## Written request
In the passage below about the PPCS takeover offer for Richmond, reproduce word for word the stretch from "This week the" through "to all shareholders.".

## Provided passage
++++++

This week the Takeovers Panel was considering whether the minority shareholders have been colluding to spoil the PPCS takeover offer by building up a stake of more than 20% ­ the threshold that triggers a formal takeover offer to all shareholders.

It is unclear who brought the matter to the attention of the Takeovers Panel, although parties associated with PPCS are the likely complainants.

One of the most recent takeover issues settled by the Takeovers Code was the Designer Textiles case (details available on the panel's website). The Takeovers Panel found that several small shareholders had colluded to build their combined stake in Designer Textiles to more than the 20% threshold and ordered that some of the shares be sold.

The panel sought submissions on Monday from all parties about whether the same thing has occurred in the Richmond situation. The panel's decision should be known before a Court of Appeal hearing at the end of July that will decide the outcome of the takeover battle. The PPCS takeover offer expired last Friday with Richmond's share price rising to $3.17, reflecting a last ditch effort by spoilers trying to derail the $3.11 offer.

PPCS and Richmond parties have agreed that the outcome of the takeover battle should now be decided in the Court of Appeal. PPCS will try to overturn earlier High Court orders that if it failed to obtain 90% of Richmond shares (as it has) it would forfeit 17% of the shares it owns and lose voting rights on another 43%.

The takeover battle has overshadowed the appointment of new chief executive Richard Carver, an executive of Carter Holt Harvey subsidiary Ecopine, who takes over on July 1.

++++++

## Data shown
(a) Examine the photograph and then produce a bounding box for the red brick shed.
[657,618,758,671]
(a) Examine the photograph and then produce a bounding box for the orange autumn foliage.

++++++

## Response to the exercise
This week the Takeovers Panel was considering whether the minority shareholders have been colluding to spoil the PPCS takeover offer by building up a stake of more than 20% ­ the threshold that triggers a formal takeover offer to all shareholders.